-- Aim --
Rewrite the listing below as a JSON list of strings, with each line as its own string and any blank lines dropped.

-- Listing --

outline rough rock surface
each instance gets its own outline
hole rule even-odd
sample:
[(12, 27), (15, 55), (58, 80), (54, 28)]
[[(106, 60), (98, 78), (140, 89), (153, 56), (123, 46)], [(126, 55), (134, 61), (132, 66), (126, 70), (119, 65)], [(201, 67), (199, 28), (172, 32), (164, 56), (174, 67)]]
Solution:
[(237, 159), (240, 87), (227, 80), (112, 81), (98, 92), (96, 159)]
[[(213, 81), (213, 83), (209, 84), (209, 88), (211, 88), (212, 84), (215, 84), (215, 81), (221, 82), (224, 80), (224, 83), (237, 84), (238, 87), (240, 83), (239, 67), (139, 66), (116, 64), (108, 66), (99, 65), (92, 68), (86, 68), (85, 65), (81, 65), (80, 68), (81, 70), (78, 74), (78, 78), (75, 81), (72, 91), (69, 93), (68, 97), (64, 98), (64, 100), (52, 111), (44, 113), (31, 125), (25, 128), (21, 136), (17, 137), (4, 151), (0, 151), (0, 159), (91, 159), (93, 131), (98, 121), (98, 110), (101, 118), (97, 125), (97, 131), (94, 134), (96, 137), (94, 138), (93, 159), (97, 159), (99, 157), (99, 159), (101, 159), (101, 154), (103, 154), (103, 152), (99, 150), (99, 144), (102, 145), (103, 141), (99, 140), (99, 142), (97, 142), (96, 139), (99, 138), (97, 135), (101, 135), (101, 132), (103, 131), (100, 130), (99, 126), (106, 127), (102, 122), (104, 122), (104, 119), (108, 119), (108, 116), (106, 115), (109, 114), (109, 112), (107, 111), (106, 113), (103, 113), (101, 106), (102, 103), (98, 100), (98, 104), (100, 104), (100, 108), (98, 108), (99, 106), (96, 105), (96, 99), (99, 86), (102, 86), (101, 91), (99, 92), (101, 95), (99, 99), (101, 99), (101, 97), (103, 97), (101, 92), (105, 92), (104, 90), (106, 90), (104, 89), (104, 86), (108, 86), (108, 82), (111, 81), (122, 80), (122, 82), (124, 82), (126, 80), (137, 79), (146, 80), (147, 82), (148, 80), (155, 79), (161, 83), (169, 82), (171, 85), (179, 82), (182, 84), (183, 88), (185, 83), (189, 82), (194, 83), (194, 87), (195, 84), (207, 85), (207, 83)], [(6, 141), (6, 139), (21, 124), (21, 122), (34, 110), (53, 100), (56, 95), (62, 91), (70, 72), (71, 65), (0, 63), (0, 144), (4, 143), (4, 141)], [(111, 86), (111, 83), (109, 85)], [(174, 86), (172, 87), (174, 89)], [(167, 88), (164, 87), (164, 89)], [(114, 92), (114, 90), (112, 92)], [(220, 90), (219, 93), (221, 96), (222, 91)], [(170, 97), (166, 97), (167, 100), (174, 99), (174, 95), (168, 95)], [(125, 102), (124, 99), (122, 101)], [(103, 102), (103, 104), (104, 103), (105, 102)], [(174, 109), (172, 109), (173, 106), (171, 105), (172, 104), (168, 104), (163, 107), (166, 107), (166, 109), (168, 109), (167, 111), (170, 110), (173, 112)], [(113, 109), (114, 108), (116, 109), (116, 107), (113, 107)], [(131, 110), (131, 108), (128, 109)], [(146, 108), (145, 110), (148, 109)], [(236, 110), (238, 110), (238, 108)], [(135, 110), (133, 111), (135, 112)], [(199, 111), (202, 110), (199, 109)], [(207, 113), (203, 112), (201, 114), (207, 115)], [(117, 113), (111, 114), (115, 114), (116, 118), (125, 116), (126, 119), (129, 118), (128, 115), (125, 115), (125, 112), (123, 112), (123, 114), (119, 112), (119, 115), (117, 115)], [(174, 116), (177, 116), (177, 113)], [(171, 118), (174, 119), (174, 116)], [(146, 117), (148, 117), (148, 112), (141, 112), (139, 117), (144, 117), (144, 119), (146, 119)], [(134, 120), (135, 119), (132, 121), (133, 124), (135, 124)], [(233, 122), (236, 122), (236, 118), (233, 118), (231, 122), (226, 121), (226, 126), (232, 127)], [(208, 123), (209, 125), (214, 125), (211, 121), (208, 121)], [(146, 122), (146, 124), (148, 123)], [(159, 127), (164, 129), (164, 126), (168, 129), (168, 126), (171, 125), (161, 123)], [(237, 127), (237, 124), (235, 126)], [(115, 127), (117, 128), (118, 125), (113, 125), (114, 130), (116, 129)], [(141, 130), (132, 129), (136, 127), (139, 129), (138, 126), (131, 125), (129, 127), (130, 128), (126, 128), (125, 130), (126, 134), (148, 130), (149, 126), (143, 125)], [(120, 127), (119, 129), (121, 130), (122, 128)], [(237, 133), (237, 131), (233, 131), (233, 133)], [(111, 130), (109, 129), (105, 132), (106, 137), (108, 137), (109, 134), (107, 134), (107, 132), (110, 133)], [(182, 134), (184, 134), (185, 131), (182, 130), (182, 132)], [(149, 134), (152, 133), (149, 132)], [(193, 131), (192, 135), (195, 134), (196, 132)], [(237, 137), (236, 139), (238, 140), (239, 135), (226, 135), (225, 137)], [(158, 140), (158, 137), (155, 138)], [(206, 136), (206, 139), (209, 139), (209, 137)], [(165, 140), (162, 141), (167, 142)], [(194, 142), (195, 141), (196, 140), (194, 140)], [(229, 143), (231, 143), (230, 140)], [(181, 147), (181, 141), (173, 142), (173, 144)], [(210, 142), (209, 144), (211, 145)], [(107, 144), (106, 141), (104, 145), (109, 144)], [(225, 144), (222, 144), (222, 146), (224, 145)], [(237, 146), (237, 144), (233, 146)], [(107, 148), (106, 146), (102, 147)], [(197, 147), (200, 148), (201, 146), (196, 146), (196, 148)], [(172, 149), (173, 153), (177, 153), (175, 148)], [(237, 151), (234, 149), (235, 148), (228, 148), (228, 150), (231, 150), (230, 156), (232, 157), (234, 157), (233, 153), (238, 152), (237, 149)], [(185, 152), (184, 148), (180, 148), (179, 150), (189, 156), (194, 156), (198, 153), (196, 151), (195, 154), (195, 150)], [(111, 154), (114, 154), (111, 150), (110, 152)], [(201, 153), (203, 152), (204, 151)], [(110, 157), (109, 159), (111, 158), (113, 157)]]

-- Problem solution --
[
  "outline rough rock surface",
  "each instance gets its own outline",
  "hole rule even-odd",
  "sample:",
  "[(12, 27), (15, 55), (58, 80), (54, 28)]",
  "[[(106, 60), (98, 78), (140, 89), (153, 56), (123, 46)], [(126, 55), (134, 61), (132, 66), (126, 70), (119, 65)], [(201, 67), (199, 28), (172, 32), (164, 56), (174, 67)]]",
  "Solution:",
  "[(237, 159), (240, 87), (227, 80), (112, 81), (98, 92), (96, 159)]",
  "[[(213, 81), (213, 83), (209, 84), (209, 88), (211, 88), (212, 84), (215, 84), (215, 81), (221, 82), (224, 80), (224, 83), (237, 84), (238, 87), (240, 83), (239, 67), (139, 66), (116, 64), (108, 66), (99, 65), (92, 68), (86, 68), (85, 65), (81, 65), (80, 68), (81, 70), (78, 74), (78, 78), (75, 81), (72, 91), (69, 93), (68, 97), (64, 98), (64, 100), (52, 111), (44, 113), (31, 125), (25, 128), (21, 136), (17, 137), (4, 151), (0, 151), (0, 159), (91, 159), (93, 131), (98, 121), (98, 110), (101, 118), (97, 125), (97, 131), (94, 134), (96, 137), (94, 138), (93, 159), (97, 159), (99, 157), (99, 159), (101, 159), (101, 154), (103, 154), (103, 152), (99, 150), (99, 144), (102, 145), (103, 141), (99, 140), (99, 142), (97, 142), (96, 139), (99, 138), (97, 135), (101, 135), (101, 132), (103, 131), (100, 130), (99, 126), (106, 127), (102, 122), (104, 122), (104, 119), (108, 119), (108, 116), (106, 115), (109, 114), (109, 112), (107, 111), (106, 113), (103, 113), (101, 106), (102, 103), (98, 100), (98, 104), (100, 104), (100, 108), (98, 108), (99, 106), (96, 105), (96, 99), (99, 86), (102, 86), (101, 91), (99, 92), (101, 95), (99, 99), (101, 99), (101, 97), (103, 97), (101, 92), (105, 92), (104, 90), (106, 90), (104, 89), (104, 86), (108, 86), (108, 82), (111, 81), (122, 80), (122, 82), (124, 82), (126, 80), (137, 79), (146, 80), (147, 82), (148, 80), (155, 79), (161, 83), (169, 82), (171, 85), (179, 82), (182, 84), (183, 88), (185, 83), (189, 82), (194, 83), (194, 87), (195, 84), (207, 85), (207, 83)], [(6, 141), (6, 139), (21, 124), (21, 122), (34, 110), (53, 100), (56, 95), (62, 91), (70, 72), (71, 65), (0, 63), (0, 144), (4, 143), (4, 141)], [(111, 86), (111, 83), (109, 85)], [(174, 86), (172, 87), (174, 89)], [(167, 88), (164, 87), (164, 89)], [(114, 92), (114, 90), (112, 92)], [(220, 90), (219, 93), (221, 96), (222, 91)], [(170, 97), (166, 97), (167, 100), (174, 99), (174, 95), (168, 95)], [(125, 102), (124, 99), (122, 101)], [(103, 102), (103, 104), (104, 103), (105, 102)], [(174, 109), (172, 109), (173, 106), (171, 105), (172, 104), (168, 104), (163, 107), (166, 107), (166, 109), (168, 109), (167, 111), (170, 110), (173, 112)], [(113, 109), (114, 108), (116, 109), (116, 107), (113, 107)], [(131, 110), (131, 108), (128, 109)], [(146, 108), (145, 110), (148, 109)], [(236, 110), (238, 110), (238, 108)], [(135, 110), (133, 111), (135, 112)], [(199, 111), (202, 110), (199, 109)], [(207, 113), (203, 112), (201, 114), (207, 115)], [(117, 113), (111, 114), (115, 114), (116, 118), (125, 116), (126, 119), (129, 118), (128, 115), (125, 115), (125, 112), (123, 112), (123, 114), (119, 112), (119, 115), (117, 115)], [(174, 116), (177, 116), (177, 113)], [(171, 118), (174, 119), (174, 116)], [(146, 117), (148, 117), (148, 112), (141, 112), (139, 117), (144, 117), (144, 119), (146, 119)], [(134, 120), (135, 119), (132, 121), (133, 124), (135, 124)], [(233, 122), (236, 122), (236, 118), (233, 118), (231, 122), (226, 121), (226, 126), (232, 127)], [(208, 123), (209, 125), (214, 125), (211, 121), (208, 121)], [(146, 122), (146, 124), (148, 123)], [(159, 127), (164, 129), (164, 126), (168, 129), (168, 126), (171, 125), (161, 123)], [(237, 127), (237, 124), (235, 126)], [(115, 127), (117, 128), (118, 125), (113, 125), (114, 130), (116, 129)], [(141, 130), (132, 129), (136, 127), (139, 129), (138, 126), (131, 125), (129, 127), (130, 128), (126, 128), (125, 130), (126, 134), (148, 130), (149, 126), (143, 125)], [(120, 127), (119, 129), (121, 130), (122, 128)], [(237, 133), (237, 131), (233, 131), (233, 133)], [(111, 130), (109, 129), (105, 132), (106, 137), (108, 137), (109, 134), (107, 134), (107, 132), (110, 133)], [(182, 134), (184, 134), (185, 131), (182, 130), (182, 132)], [(149, 134), (152, 133), (149, 132)], [(193, 131), (192, 135), (195, 134), (196, 132)], [(237, 137), (236, 139), (238, 140), (239, 135), (226, 135), (225, 137)], [(158, 140), (158, 137), (155, 138)], [(206, 136), (206, 139), (209, 139), (209, 137)], [(165, 140), (162, 141), (167, 142)], [(194, 142), (195, 141), (196, 140), (194, 140)], [(229, 143), (231, 143), (230, 140)], [(181, 147), (181, 141), (173, 142), (173, 144)], [(210, 142), (209, 144), (211, 145)], [(107, 144), (106, 141), (104, 145), (109, 144)], [(225, 144), (222, 144), (222, 146), (224, 145)], [(237, 146), (237, 144), (233, 146)], [(107, 148), (106, 146), (102, 147)], [(197, 147), (200, 148), (201, 146), (196, 146), (196, 148)], [(172, 149), (173, 153), (177, 153), (175, 148)], [(237, 151), (234, 149), (235, 148), (228, 148), (228, 150), (231, 150), (230, 156), (232, 157), (234, 157), (233, 153), (238, 152), (237, 149)], [(185, 152), (184, 148), (180, 148), (179, 150), (189, 156), (194, 156), (198, 153), (196, 151), (195, 154), (195, 150)], [(111, 154), (114, 154), (111, 150), (110, 152)], [(201, 153), (203, 152), (204, 151)], [(110, 157), (109, 159), (111, 158), (113, 157)]]"
]